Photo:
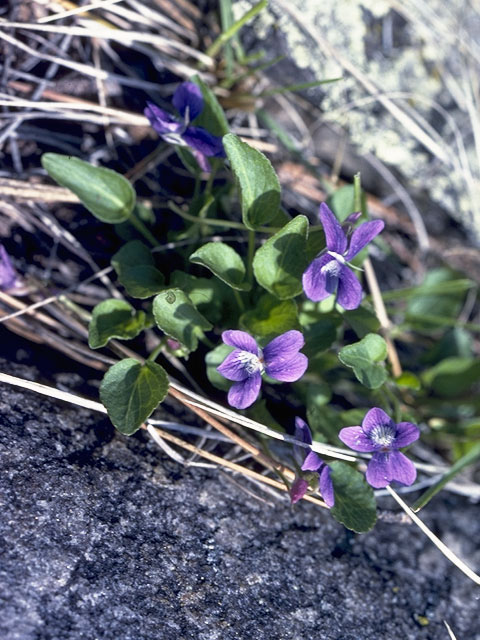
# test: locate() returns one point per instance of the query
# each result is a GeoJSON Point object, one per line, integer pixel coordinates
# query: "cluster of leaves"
{"type": "Point", "coordinates": [260, 292]}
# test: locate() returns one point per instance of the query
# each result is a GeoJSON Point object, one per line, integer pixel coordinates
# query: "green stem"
{"type": "Point", "coordinates": [217, 223]}
{"type": "Point", "coordinates": [141, 228]}
{"type": "Point", "coordinates": [155, 353]}
{"type": "Point", "coordinates": [239, 300]}
{"type": "Point", "coordinates": [250, 254]}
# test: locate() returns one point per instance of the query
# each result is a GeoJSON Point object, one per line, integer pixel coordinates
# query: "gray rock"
{"type": "Point", "coordinates": [421, 57]}
{"type": "Point", "coordinates": [103, 537]}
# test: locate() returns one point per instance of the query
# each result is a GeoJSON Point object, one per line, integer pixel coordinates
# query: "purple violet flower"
{"type": "Point", "coordinates": [311, 462]}
{"type": "Point", "coordinates": [329, 272]}
{"type": "Point", "coordinates": [381, 435]}
{"type": "Point", "coordinates": [188, 101]}
{"type": "Point", "coordinates": [279, 360]}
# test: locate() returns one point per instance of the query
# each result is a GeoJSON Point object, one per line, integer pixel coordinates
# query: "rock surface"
{"type": "Point", "coordinates": [407, 71]}
{"type": "Point", "coordinates": [102, 537]}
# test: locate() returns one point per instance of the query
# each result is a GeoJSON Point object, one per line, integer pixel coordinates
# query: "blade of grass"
{"type": "Point", "coordinates": [448, 553]}
{"type": "Point", "coordinates": [469, 458]}
{"type": "Point", "coordinates": [227, 35]}
{"type": "Point", "coordinates": [298, 87]}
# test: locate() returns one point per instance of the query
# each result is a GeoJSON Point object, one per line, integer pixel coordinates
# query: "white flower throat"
{"type": "Point", "coordinates": [383, 435]}
{"type": "Point", "coordinates": [250, 362]}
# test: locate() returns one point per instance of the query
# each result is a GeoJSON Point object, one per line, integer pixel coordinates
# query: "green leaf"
{"type": "Point", "coordinates": [257, 181]}
{"type": "Point", "coordinates": [408, 380]}
{"type": "Point", "coordinates": [212, 117]}
{"type": "Point", "coordinates": [176, 316]}
{"type": "Point", "coordinates": [114, 319]}
{"type": "Point", "coordinates": [131, 391]}
{"type": "Point", "coordinates": [224, 262]}
{"type": "Point", "coordinates": [453, 376]}
{"type": "Point", "coordinates": [105, 193]}
{"type": "Point", "coordinates": [213, 359]}
{"type": "Point", "coordinates": [354, 500]}
{"type": "Point", "coordinates": [135, 268]}
{"type": "Point", "coordinates": [279, 264]}
{"type": "Point", "coordinates": [363, 357]}
{"type": "Point", "coordinates": [270, 317]}
{"type": "Point", "coordinates": [342, 202]}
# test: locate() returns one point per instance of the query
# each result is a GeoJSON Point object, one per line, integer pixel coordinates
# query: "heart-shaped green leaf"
{"type": "Point", "coordinates": [355, 505]}
{"type": "Point", "coordinates": [257, 182]}
{"type": "Point", "coordinates": [364, 358]}
{"type": "Point", "coordinates": [176, 316]}
{"type": "Point", "coordinates": [135, 268]}
{"type": "Point", "coordinates": [105, 193]}
{"type": "Point", "coordinates": [270, 317]}
{"type": "Point", "coordinates": [224, 262]}
{"type": "Point", "coordinates": [279, 264]}
{"type": "Point", "coordinates": [131, 391]}
{"type": "Point", "coordinates": [114, 319]}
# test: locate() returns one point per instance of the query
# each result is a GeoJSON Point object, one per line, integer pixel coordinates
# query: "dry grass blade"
{"type": "Point", "coordinates": [167, 45]}
{"type": "Point", "coordinates": [448, 553]}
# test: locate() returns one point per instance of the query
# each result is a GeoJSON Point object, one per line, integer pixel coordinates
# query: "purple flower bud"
{"type": "Point", "coordinates": [188, 101]}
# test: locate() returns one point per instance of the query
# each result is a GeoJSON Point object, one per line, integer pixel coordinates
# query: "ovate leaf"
{"type": "Point", "coordinates": [270, 317]}
{"type": "Point", "coordinates": [114, 319]}
{"type": "Point", "coordinates": [354, 500]}
{"type": "Point", "coordinates": [135, 268]}
{"type": "Point", "coordinates": [176, 316]}
{"type": "Point", "coordinates": [364, 358]}
{"type": "Point", "coordinates": [279, 264]}
{"type": "Point", "coordinates": [224, 262]}
{"type": "Point", "coordinates": [105, 193]}
{"type": "Point", "coordinates": [131, 391]}
{"type": "Point", "coordinates": [257, 182]}
{"type": "Point", "coordinates": [213, 359]}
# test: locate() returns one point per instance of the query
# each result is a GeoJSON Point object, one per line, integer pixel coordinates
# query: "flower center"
{"type": "Point", "coordinates": [337, 256]}
{"type": "Point", "coordinates": [250, 362]}
{"type": "Point", "coordinates": [383, 435]}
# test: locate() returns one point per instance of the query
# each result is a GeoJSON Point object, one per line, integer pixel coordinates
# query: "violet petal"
{"type": "Point", "coordinates": [314, 279]}
{"type": "Point", "coordinates": [401, 469]}
{"type": "Point", "coordinates": [378, 471]}
{"type": "Point", "coordinates": [288, 371]}
{"type": "Point", "coordinates": [242, 394]}
{"type": "Point", "coordinates": [201, 140]}
{"type": "Point", "coordinates": [188, 94]}
{"type": "Point", "coordinates": [349, 294]}
{"type": "Point", "coordinates": [284, 347]}
{"type": "Point", "coordinates": [298, 489]}
{"type": "Point", "coordinates": [406, 434]}
{"type": "Point", "coordinates": [334, 235]}
{"type": "Point", "coordinates": [376, 417]}
{"type": "Point", "coordinates": [362, 236]}
{"type": "Point", "coordinates": [240, 340]}
{"type": "Point", "coordinates": [162, 121]}
{"type": "Point", "coordinates": [233, 368]}
{"type": "Point", "coordinates": [356, 439]}
{"type": "Point", "coordinates": [326, 487]}
{"type": "Point", "coordinates": [312, 462]}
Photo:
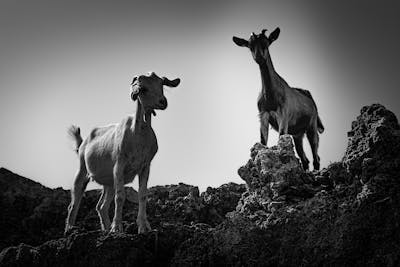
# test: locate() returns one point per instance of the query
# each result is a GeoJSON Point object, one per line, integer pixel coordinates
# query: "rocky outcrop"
{"type": "Point", "coordinates": [33, 214]}
{"type": "Point", "coordinates": [347, 214]}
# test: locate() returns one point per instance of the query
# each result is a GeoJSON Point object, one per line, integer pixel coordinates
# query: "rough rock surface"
{"type": "Point", "coordinates": [347, 214]}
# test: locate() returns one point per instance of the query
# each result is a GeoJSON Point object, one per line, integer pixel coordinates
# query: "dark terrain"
{"type": "Point", "coordinates": [347, 214]}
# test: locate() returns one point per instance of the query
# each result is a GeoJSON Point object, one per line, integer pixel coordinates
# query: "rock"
{"type": "Point", "coordinates": [344, 215]}
{"type": "Point", "coordinates": [276, 172]}
{"type": "Point", "coordinates": [94, 248]}
{"type": "Point", "coordinates": [349, 218]}
{"type": "Point", "coordinates": [374, 145]}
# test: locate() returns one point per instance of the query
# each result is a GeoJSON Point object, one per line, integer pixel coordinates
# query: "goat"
{"type": "Point", "coordinates": [288, 110]}
{"type": "Point", "coordinates": [113, 155]}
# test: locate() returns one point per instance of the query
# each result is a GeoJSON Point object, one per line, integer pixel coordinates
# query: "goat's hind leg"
{"type": "Point", "coordinates": [143, 223]}
{"type": "Point", "coordinates": [313, 138]}
{"type": "Point", "coordinates": [298, 142]}
{"type": "Point", "coordinates": [264, 124]}
{"type": "Point", "coordinates": [80, 183]}
{"type": "Point", "coordinates": [119, 198]}
{"type": "Point", "coordinates": [103, 206]}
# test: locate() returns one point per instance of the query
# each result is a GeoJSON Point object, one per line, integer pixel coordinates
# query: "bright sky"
{"type": "Point", "coordinates": [67, 62]}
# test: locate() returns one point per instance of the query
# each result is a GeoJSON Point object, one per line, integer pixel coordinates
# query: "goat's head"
{"type": "Point", "coordinates": [148, 89]}
{"type": "Point", "coordinates": [258, 44]}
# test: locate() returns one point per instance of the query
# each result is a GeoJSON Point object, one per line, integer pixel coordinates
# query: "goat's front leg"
{"type": "Point", "coordinates": [264, 124]}
{"type": "Point", "coordinates": [143, 224]}
{"type": "Point", "coordinates": [119, 198]}
{"type": "Point", "coordinates": [283, 126]}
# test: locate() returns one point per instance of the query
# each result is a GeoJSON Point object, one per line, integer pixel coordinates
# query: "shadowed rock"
{"type": "Point", "coordinates": [345, 215]}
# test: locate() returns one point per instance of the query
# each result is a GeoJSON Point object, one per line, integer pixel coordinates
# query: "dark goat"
{"type": "Point", "coordinates": [288, 110]}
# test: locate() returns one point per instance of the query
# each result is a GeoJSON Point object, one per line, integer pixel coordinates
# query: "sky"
{"type": "Point", "coordinates": [71, 62]}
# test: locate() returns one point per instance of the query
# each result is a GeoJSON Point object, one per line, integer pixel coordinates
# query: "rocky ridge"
{"type": "Point", "coordinates": [347, 214]}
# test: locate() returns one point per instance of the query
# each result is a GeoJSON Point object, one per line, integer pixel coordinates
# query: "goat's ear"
{"type": "Point", "coordinates": [274, 35]}
{"type": "Point", "coordinates": [240, 42]}
{"type": "Point", "coordinates": [134, 94]}
{"type": "Point", "coordinates": [173, 83]}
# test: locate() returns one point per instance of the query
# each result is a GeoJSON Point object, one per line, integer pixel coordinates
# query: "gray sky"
{"type": "Point", "coordinates": [64, 62]}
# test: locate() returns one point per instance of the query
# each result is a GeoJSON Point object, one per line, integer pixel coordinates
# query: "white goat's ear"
{"type": "Point", "coordinates": [173, 83]}
{"type": "Point", "coordinates": [240, 41]}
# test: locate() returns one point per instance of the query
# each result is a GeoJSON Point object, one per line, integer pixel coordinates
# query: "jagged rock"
{"type": "Point", "coordinates": [276, 173]}
{"type": "Point", "coordinates": [348, 214]}
{"type": "Point", "coordinates": [33, 214]}
{"type": "Point", "coordinates": [352, 219]}
{"type": "Point", "coordinates": [374, 144]}
{"type": "Point", "coordinates": [94, 248]}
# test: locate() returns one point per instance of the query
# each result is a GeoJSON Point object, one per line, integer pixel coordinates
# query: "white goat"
{"type": "Point", "coordinates": [113, 155]}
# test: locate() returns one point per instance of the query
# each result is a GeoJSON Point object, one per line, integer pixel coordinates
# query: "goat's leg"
{"type": "Point", "coordinates": [143, 224]}
{"type": "Point", "coordinates": [313, 138]}
{"type": "Point", "coordinates": [298, 142]}
{"type": "Point", "coordinates": [103, 205]}
{"type": "Point", "coordinates": [283, 126]}
{"type": "Point", "coordinates": [264, 124]}
{"type": "Point", "coordinates": [80, 183]}
{"type": "Point", "coordinates": [119, 198]}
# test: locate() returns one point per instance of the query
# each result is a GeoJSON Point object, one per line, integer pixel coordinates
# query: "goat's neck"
{"type": "Point", "coordinates": [272, 88]}
{"type": "Point", "coordinates": [143, 118]}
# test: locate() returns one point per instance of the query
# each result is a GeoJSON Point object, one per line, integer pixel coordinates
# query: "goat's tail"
{"type": "Point", "coordinates": [320, 126]}
{"type": "Point", "coordinates": [75, 133]}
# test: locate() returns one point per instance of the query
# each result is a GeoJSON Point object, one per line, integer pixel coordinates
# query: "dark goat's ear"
{"type": "Point", "coordinates": [173, 83]}
{"type": "Point", "coordinates": [274, 35]}
{"type": "Point", "coordinates": [240, 41]}
{"type": "Point", "coordinates": [134, 94]}
{"type": "Point", "coordinates": [134, 80]}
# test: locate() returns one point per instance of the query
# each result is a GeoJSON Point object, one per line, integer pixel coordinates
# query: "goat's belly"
{"type": "Point", "coordinates": [103, 180]}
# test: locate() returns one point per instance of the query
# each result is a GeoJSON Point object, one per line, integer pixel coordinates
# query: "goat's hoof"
{"type": "Point", "coordinates": [144, 228]}
{"type": "Point", "coordinates": [70, 229]}
{"type": "Point", "coordinates": [116, 228]}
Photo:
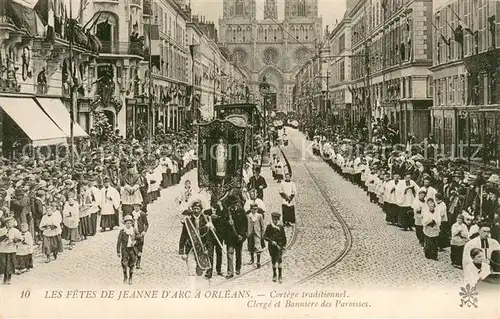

- - -

### WRITTEN INSTRUCTION
Identify each line in the listing above that contains the string "dark", and copy those lines. Treat uppercase and lowercase letters as different.

### THE RESULT
# query: "dark terrain"
# query: "dark goat"
# query: "dark goat's ear"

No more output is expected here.